> **TRECHO SELECIONADO**
────────
PSEUDOPASSIVAS SINTÉTICAS NO PORTUGUÊS DE ESTUDANTES DE GRADUAÇÃO DA UNILAB
Eusébio Djú (UNILAB)[1],
Orientador: Prof. Dr. Sérgio de Moura [3]
RESUMO
Neste
trabalho, analisamos o uso da partícula “SE” nas orações “Pseudopassivas
sintéticas” no português de estudantes da Unilab. Acreditamos que, conforme (Bagno,
2001), passivas sintéticas não existem no português brasileiro (PB), daí o nome
“Pseudo”. O nosso intuito foi debruçar-nos neste assunto apreciando
primeiramente estudos normativos e estudos descritivos sobre o tema, leituras
essas que nos permitiram focar ao mesmo tempo a discussão da gramática
normativa sobre o assunto e o contraponto ofertado pela análise sócio descritiva
do fenômeno. Além disso, analisamos também a intuição do falante do português
através de testes de gramaticalidade aplicados aos estudantes de graduação da
UNILAB, podendo assim estabelecer uma comparação dos resultados dos testes com
as visões normativas. Entendemos que o uso do pronome “SE” no âmbito da
normatividade acaba por dificultar ou confundir a pessoa quando ela se defronta
com as ditas regras da sua utilização.
────────
> **REGISTROS DE DADOS**

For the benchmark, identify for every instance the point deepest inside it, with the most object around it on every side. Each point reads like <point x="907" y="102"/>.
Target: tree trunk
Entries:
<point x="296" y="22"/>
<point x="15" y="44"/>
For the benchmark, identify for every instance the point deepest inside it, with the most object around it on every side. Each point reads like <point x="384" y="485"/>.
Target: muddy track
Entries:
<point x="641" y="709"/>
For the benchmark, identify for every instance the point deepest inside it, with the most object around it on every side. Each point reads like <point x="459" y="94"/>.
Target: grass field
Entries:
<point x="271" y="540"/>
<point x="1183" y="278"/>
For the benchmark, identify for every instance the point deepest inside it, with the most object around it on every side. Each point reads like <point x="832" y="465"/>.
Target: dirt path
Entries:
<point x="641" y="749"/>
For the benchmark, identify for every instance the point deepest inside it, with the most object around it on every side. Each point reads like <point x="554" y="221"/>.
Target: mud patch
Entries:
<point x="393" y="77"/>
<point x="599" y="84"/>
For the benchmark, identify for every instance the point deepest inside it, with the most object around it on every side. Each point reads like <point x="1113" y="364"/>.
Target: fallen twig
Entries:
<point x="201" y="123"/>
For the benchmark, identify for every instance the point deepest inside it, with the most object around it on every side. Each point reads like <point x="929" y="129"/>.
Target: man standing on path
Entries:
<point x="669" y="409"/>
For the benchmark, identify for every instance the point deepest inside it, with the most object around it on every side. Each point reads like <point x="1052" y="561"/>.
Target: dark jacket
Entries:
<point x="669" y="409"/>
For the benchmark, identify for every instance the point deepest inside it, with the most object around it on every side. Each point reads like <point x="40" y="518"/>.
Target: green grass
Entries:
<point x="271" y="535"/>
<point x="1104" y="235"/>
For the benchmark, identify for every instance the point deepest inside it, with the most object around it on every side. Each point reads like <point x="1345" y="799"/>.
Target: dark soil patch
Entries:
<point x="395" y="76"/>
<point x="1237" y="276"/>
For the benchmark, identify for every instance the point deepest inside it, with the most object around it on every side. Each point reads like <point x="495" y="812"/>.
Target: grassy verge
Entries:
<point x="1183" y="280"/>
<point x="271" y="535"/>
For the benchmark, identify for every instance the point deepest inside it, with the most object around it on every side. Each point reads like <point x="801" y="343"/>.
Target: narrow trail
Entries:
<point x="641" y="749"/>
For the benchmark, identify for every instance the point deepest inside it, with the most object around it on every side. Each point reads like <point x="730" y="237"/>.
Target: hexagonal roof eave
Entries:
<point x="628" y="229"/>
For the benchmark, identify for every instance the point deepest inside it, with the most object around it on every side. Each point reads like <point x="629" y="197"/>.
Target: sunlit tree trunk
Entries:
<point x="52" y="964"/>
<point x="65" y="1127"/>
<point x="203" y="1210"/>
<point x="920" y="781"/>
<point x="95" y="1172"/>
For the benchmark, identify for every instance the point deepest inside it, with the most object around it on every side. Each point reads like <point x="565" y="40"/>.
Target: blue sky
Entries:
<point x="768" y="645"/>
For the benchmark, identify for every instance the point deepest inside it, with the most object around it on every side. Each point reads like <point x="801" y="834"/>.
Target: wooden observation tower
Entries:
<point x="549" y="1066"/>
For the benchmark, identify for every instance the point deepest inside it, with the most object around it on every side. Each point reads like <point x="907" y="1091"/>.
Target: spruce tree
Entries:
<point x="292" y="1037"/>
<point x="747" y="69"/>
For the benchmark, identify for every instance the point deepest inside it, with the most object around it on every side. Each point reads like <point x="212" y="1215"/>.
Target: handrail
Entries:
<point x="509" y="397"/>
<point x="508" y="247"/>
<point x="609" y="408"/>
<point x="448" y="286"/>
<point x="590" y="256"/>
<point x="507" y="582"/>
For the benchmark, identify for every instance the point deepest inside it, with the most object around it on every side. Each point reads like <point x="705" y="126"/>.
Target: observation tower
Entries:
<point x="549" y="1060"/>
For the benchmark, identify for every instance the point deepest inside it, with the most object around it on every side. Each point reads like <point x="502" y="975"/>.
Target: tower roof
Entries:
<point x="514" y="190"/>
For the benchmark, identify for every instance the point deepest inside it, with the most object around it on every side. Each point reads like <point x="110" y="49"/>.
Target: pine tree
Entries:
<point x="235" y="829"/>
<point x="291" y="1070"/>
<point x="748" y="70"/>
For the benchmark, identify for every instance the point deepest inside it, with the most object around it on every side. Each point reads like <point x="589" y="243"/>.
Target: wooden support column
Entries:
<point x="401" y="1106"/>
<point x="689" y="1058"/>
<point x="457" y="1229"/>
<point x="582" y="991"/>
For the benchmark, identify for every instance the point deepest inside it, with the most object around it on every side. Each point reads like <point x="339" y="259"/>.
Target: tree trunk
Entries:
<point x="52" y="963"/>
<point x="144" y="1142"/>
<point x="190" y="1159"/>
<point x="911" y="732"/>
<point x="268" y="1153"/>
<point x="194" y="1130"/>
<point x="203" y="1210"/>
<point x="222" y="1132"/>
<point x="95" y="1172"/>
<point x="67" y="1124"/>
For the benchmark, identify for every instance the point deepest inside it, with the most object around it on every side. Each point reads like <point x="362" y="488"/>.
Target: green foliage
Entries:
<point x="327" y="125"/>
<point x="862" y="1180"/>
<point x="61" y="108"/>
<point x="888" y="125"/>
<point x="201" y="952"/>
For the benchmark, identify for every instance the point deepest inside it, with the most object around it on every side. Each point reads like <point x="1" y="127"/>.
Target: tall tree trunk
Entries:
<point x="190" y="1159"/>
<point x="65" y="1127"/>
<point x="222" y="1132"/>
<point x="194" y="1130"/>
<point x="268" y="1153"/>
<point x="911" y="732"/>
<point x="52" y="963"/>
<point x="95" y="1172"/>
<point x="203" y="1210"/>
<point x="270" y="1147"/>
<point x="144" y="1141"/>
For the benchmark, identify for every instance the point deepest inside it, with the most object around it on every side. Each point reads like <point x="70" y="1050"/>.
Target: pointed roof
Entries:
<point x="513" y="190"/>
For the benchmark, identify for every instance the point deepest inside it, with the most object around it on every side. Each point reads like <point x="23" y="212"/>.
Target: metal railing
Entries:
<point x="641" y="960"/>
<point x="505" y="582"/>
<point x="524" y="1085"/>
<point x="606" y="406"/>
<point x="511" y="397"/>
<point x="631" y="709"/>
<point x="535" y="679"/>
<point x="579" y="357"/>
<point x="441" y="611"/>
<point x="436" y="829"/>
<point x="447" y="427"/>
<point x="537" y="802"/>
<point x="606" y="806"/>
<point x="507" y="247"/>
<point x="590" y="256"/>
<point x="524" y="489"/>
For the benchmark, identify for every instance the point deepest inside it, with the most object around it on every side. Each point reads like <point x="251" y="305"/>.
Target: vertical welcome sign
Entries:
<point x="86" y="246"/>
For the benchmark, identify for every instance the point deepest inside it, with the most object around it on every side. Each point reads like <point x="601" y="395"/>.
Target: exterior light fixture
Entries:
────────
Segundo o resumo sobre pseudopassivas sintéticas, a quem foram aplicados os testes de gramaticalidade? A listagem não tem qualquer papel nesta tarefa.

Aos estudantes de graduação da UNILAB.